• [Given task]: Copy out, character for character, the lines of the records starting with the line containing "trace --target=eyebrow --format='a" and running through the line containing "218L156 226L156 230L164", both included, and nothing else.

• [Records for processing]:

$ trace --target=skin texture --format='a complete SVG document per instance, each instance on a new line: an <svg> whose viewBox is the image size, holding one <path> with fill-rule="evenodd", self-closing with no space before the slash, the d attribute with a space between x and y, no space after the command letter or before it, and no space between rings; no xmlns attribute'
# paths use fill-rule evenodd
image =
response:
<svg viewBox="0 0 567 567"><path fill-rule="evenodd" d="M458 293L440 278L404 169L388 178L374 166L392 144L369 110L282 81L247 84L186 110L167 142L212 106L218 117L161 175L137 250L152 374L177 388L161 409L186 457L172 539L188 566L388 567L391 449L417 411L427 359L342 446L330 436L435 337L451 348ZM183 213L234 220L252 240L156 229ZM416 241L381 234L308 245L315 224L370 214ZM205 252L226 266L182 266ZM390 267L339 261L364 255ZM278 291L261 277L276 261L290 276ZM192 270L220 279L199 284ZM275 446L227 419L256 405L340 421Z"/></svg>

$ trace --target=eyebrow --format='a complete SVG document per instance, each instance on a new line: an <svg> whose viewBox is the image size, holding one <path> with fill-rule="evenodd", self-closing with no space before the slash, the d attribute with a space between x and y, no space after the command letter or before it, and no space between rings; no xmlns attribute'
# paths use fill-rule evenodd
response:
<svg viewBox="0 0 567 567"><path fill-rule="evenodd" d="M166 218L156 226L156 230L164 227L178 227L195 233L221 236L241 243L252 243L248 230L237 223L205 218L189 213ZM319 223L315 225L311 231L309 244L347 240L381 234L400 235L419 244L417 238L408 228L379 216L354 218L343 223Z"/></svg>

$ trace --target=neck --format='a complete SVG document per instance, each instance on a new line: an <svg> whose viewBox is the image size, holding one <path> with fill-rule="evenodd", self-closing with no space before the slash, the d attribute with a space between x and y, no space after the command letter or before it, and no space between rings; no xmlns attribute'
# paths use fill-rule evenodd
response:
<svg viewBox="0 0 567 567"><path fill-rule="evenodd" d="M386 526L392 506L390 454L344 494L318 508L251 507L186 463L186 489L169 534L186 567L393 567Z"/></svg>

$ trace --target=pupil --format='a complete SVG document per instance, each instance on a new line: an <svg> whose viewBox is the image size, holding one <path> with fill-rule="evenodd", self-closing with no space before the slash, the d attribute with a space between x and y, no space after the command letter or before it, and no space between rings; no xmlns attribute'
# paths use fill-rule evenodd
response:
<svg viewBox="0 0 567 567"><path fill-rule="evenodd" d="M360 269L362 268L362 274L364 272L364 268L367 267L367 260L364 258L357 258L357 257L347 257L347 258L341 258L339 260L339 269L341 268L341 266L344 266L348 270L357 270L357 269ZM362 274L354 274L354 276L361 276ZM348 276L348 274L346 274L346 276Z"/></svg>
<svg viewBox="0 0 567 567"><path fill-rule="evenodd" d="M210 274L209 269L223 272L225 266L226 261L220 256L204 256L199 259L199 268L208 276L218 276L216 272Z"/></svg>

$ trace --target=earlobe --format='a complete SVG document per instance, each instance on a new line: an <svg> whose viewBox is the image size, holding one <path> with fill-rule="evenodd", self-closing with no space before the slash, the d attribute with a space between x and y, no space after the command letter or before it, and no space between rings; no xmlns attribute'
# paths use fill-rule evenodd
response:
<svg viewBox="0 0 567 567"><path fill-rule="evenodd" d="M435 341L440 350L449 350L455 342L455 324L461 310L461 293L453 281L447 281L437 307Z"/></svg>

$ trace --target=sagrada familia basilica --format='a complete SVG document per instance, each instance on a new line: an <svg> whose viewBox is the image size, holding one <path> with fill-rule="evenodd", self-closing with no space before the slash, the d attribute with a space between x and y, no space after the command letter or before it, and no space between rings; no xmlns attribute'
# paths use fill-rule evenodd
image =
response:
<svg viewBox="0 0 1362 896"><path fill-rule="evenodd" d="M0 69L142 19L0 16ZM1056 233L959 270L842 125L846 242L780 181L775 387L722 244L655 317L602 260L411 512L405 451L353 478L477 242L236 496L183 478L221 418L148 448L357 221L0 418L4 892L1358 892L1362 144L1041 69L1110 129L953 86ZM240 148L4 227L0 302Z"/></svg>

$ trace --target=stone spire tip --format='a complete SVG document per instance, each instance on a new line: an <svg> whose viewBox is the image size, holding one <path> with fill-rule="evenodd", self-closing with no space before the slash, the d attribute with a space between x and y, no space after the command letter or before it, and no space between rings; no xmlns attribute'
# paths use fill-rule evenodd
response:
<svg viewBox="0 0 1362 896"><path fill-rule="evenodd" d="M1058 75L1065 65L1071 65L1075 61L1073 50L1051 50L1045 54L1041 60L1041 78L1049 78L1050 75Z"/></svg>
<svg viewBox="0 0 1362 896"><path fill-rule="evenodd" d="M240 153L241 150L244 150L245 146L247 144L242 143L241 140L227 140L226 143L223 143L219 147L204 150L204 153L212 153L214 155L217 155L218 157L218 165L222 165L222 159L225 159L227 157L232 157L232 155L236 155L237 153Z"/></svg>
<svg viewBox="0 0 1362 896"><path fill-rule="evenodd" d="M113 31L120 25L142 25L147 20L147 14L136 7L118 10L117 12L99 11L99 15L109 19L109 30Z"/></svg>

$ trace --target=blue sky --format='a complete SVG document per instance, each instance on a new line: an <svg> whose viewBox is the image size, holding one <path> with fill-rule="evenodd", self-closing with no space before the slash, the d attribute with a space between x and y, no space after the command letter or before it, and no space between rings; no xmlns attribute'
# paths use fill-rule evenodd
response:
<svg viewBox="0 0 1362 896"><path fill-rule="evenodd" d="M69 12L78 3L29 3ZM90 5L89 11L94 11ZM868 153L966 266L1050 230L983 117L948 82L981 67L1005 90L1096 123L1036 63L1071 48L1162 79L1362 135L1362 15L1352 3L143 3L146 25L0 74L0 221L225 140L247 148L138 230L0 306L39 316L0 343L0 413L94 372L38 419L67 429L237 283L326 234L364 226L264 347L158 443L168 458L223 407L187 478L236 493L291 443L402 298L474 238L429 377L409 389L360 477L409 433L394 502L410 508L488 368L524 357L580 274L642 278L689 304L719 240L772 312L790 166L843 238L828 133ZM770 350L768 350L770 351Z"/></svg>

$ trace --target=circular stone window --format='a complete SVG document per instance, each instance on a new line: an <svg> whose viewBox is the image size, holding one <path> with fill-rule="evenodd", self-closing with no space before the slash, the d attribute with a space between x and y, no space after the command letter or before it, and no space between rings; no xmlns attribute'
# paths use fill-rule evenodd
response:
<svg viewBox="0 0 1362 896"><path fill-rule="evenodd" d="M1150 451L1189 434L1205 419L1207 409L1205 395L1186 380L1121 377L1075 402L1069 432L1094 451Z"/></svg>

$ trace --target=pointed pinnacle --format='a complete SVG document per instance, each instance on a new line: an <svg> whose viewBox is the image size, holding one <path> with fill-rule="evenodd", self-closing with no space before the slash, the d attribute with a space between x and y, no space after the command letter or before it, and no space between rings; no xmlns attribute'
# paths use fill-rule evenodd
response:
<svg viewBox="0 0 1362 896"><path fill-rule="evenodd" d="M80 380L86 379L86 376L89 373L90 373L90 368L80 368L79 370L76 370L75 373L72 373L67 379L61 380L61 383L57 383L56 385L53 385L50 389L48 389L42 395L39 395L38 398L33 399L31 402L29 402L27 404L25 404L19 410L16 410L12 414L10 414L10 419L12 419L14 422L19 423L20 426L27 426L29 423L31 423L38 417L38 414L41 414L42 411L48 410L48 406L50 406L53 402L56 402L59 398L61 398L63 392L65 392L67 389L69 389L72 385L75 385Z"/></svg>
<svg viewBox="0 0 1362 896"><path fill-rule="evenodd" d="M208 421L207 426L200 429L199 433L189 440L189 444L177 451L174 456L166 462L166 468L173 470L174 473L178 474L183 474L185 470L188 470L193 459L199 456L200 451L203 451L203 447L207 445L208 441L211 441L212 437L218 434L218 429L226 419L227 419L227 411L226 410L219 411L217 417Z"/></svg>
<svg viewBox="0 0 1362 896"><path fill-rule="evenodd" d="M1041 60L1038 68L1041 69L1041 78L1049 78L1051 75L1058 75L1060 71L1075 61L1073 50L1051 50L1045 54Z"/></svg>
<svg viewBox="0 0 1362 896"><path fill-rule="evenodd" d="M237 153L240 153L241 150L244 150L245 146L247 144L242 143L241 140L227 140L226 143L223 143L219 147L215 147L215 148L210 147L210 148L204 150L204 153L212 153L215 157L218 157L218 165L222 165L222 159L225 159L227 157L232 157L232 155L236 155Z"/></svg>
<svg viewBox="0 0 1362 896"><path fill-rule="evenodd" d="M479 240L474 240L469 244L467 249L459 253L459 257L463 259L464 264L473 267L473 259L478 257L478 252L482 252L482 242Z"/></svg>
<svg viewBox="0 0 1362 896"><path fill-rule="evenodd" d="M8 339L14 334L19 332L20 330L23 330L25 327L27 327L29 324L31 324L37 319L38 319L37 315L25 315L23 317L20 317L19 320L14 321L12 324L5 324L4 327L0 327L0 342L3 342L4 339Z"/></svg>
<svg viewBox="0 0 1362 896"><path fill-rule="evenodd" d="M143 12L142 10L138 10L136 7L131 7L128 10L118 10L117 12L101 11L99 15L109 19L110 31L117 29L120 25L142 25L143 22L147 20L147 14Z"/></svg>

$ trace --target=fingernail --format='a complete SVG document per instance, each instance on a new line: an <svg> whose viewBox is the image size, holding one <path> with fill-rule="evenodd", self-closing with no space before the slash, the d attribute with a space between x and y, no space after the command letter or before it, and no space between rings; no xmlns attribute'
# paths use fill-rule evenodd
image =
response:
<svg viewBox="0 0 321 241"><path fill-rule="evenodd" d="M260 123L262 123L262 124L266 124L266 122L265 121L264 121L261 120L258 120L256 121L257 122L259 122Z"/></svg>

• [Worked answer]:
$ trace --target=eyebrow --format='a complete SVG document per instance, each instance on a new line: an <svg> whose viewBox is the image size, holding one <path> with fill-rule="evenodd", self-closing with no space before the slash, the d attribute with a space between x and y, no space after the command letter or before it, and no space between rings; no xmlns attribute'
# paths use fill-rule evenodd
response:
<svg viewBox="0 0 567 567"><path fill-rule="evenodd" d="M166 218L156 226L156 230L164 227L178 227L195 233L221 236L241 243L252 243L248 230L237 223L205 218L189 213ZM319 223L315 225L311 231L309 244L347 240L381 234L400 235L419 244L417 238L408 228L379 216L354 218L343 223Z"/></svg>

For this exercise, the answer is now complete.